§ **What the task requires**
Pick up the news article on the Access to Leeds award after its final sentence and continue writing it.

§ **Study text**
※

Fair access for students scheme wins national award
February 20, 2019 | Bronte Reilly
An admissions scheme that helps widen access to the University has won an award for greatest student impact.
Access to Leeds guarantees special consideration for students whose circumstances may affect their ability to demonstrate talent through exam grades alone.
The scheme is the largest of its kind in the UK and has helped almost 6,000 students since it began in 2003.
It won at last night’s inaugural Student Social Mobility Awards, which are supported by the Social Mobility Commission, after being nominated by final year student Melanie Graves, who came to the University through the scheme.
“Studying Linguistics at Leeds is a dream come true,” said Melanie. “I’ve always loved learning and I’m fascinated by how language works.”
“My mother came to the UK from Spain on her own when she was 21 and learnt to speak English from scratch with no formal teaching. I wanted to understand the biological mechanisms behind language learning.”
Melanie’s personal situation made it challenging for her to attend sixth form college straight after leaving school, but once there she was alerted to Access to Leeds by a mentor.
“It made me feel that someone cared and that someone wanted people like me to progress,” she added.
Louise Banahene, Head of Educational Engagement at the University of Leeds, said:
“We are very proud to win this award and very grateful to Melanie for nominating us.
“Our scheme helps high achieving students to access the University. Research shows that Russell Group universities are sometimes perceived as elite and difficult to access – this scheme is one of the ways in which we try to address that.

※

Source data

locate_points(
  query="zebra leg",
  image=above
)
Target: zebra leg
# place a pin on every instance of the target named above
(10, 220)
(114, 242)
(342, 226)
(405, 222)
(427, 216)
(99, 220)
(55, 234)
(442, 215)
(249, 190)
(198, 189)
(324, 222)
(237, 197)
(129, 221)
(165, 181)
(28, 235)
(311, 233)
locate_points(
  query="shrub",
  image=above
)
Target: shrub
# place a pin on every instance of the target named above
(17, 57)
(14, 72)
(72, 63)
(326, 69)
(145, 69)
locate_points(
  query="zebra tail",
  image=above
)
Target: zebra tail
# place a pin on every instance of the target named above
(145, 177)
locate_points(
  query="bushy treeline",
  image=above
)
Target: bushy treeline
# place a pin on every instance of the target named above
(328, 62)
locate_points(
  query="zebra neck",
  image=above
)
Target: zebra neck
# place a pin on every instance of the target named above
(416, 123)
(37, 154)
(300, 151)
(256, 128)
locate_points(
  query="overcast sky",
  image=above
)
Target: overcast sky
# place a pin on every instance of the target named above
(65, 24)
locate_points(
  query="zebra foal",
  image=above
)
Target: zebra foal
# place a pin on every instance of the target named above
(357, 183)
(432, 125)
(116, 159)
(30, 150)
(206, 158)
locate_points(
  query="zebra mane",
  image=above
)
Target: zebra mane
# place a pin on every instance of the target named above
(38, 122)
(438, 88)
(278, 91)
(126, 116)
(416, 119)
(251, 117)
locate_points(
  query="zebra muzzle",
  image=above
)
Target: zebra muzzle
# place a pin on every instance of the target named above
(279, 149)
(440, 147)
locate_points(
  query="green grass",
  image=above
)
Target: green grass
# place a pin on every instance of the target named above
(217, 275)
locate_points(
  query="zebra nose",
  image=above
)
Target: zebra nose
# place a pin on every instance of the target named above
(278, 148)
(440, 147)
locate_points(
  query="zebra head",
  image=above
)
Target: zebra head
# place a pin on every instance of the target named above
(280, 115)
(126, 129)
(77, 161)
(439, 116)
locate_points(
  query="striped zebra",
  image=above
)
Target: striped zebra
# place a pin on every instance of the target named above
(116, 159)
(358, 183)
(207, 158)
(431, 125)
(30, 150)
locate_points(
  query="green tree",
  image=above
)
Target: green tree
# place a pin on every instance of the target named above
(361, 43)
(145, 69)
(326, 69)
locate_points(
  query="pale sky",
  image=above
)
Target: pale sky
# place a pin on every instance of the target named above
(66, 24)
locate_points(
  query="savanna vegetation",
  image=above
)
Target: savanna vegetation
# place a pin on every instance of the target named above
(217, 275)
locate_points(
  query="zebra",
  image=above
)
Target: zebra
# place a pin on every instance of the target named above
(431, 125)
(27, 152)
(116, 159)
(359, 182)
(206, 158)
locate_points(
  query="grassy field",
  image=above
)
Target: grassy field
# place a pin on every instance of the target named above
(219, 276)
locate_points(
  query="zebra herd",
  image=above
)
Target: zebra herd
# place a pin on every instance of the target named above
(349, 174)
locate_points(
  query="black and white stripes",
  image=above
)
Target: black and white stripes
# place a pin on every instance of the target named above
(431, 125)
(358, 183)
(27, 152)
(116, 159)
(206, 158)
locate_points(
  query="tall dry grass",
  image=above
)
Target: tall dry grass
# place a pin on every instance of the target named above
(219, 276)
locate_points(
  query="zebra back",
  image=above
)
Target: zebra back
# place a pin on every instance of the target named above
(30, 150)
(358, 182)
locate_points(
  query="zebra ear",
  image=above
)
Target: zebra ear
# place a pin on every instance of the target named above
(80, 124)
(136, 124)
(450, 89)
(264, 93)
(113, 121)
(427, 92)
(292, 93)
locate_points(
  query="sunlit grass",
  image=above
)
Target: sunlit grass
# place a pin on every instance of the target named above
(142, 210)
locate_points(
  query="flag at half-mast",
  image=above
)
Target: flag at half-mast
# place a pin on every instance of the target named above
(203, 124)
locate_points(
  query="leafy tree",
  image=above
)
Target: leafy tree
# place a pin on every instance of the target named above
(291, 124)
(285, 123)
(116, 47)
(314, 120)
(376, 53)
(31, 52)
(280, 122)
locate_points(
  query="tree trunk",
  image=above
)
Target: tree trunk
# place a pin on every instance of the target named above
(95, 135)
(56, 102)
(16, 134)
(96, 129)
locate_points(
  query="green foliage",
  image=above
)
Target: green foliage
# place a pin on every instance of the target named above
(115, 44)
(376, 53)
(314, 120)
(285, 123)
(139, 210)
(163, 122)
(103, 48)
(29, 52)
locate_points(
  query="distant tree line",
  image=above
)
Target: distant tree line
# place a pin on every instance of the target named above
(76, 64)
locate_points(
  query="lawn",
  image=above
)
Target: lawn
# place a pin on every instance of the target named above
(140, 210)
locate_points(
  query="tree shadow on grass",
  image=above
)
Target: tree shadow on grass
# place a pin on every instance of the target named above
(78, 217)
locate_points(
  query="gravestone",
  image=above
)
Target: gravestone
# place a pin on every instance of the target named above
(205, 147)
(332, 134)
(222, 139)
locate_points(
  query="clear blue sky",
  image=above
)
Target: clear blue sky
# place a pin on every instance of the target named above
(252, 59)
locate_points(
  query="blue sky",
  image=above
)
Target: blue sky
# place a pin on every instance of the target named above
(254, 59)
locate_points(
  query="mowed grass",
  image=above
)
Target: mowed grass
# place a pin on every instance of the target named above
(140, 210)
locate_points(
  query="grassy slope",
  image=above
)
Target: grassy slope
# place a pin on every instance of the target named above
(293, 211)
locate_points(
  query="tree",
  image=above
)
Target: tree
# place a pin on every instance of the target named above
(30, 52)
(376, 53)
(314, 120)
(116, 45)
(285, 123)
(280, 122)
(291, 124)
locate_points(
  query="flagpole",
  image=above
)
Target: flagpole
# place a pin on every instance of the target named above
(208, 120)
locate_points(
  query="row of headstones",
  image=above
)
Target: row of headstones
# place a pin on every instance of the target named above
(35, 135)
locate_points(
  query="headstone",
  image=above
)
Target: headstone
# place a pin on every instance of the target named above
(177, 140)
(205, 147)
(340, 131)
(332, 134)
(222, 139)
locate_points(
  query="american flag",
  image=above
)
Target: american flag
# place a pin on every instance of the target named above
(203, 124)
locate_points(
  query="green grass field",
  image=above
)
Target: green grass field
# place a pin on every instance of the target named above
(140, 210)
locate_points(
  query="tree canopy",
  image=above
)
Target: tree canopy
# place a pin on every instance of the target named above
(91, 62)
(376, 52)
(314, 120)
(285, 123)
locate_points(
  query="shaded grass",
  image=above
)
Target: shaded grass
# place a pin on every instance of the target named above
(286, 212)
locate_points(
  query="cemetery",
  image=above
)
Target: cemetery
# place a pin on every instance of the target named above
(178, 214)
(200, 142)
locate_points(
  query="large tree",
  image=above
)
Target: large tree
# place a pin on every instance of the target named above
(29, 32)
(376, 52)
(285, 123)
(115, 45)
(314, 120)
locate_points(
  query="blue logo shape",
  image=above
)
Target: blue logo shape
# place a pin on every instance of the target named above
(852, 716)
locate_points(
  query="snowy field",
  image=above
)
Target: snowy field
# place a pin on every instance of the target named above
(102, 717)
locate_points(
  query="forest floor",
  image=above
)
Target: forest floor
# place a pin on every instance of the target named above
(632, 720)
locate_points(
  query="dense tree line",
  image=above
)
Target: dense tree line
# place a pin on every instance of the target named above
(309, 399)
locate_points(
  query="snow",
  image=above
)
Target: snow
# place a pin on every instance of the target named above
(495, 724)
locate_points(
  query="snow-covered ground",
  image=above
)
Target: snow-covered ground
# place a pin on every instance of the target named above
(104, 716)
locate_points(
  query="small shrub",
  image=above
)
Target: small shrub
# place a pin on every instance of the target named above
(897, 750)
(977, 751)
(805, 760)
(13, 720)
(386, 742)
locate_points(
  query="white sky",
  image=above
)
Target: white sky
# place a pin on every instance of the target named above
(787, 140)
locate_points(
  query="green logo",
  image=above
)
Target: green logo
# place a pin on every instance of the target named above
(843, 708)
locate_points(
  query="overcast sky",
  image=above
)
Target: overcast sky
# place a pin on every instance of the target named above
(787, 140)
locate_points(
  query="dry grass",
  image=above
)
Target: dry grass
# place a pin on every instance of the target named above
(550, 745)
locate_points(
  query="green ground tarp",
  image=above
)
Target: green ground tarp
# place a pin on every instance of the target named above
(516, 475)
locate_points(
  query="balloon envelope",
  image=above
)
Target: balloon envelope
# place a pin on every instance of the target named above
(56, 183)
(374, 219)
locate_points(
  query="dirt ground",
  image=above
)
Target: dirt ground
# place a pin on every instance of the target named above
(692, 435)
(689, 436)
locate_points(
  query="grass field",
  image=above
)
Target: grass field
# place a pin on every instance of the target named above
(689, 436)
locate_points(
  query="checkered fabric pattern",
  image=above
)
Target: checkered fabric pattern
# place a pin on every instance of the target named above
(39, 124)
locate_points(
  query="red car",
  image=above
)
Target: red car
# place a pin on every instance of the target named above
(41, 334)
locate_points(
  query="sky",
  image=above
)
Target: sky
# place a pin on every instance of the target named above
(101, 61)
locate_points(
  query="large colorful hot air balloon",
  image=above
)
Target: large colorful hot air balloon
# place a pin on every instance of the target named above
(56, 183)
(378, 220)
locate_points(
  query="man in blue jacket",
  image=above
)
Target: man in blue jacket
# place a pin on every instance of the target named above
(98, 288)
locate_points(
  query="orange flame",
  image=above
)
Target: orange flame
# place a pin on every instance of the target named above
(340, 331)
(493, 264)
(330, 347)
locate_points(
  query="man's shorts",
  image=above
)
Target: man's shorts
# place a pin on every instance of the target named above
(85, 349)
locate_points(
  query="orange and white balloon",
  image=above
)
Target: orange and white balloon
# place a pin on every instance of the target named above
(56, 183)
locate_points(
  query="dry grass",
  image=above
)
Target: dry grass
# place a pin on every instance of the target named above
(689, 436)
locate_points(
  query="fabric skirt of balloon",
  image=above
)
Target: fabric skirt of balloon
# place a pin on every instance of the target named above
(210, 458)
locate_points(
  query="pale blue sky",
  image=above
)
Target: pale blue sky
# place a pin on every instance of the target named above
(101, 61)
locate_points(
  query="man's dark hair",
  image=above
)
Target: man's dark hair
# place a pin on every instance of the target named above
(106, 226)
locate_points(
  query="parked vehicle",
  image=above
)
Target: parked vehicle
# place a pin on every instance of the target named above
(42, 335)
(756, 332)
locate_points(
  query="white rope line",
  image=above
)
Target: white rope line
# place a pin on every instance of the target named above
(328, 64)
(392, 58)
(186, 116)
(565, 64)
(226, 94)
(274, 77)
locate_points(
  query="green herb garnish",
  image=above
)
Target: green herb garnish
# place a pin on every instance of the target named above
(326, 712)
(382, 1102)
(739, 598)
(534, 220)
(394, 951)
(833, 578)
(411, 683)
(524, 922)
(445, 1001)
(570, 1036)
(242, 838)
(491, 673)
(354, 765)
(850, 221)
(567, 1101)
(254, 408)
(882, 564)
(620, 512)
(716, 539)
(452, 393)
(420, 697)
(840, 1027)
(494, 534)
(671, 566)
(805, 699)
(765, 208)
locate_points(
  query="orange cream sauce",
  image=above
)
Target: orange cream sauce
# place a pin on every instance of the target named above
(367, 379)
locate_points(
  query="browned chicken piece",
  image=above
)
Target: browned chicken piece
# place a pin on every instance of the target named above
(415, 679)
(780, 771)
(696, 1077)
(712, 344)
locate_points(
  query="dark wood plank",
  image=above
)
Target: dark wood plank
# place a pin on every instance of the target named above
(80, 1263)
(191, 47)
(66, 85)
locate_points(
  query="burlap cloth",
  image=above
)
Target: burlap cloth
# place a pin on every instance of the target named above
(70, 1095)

※

§ **Output**
“We are also very aware that the journey for these students does not stop once they get to university. We continue to engage with students whilst they are on-course to ease transition, develop their networks and provide opportunities to enhance employability.”
How the scheme works
Access to Leeds takes into account “extra” factors such as household income, the level of awareness of higher education within family and community networks, and any disruption to study applicants may have experienced.
Central to the scheme is the pre-entry module, delivered via distance learning and designed to help students make the transition to university life by building familiarity and a sense of belonging.
On successful completion of the module, applicants receive a slightly lower A-level grade offer for their chosen course, easing the level of risk that prospective students may feel they are taking by choosing a Russell Group institution.
They get early access to university systems and libraries, tuition from subject-specific academic tutors, guidance on skills expected for undergraduate study, pastoral support, and visits to campus for events.
Leeds’ research shows that participation in the pre-entry module contributes to students remaining on their course, and that more than three quarters of former participants graduating in the last four years achieved a first or 2:1.
Student Social Mobility Awards
The awards, announced at the House of Lords by Baroness Helena Kennedy QC, showcase the achievements of undergraduates from lower socio-economic backgrounds from across the UK.
They recognise students who have excelled in their studies and beyond, and shown great potential to excel as they launch their careers.
The awards are organised by upReach, a charity that helps young people achieve their career potential by providing an intensive programme of support that addresses socio-economic barriers to employment.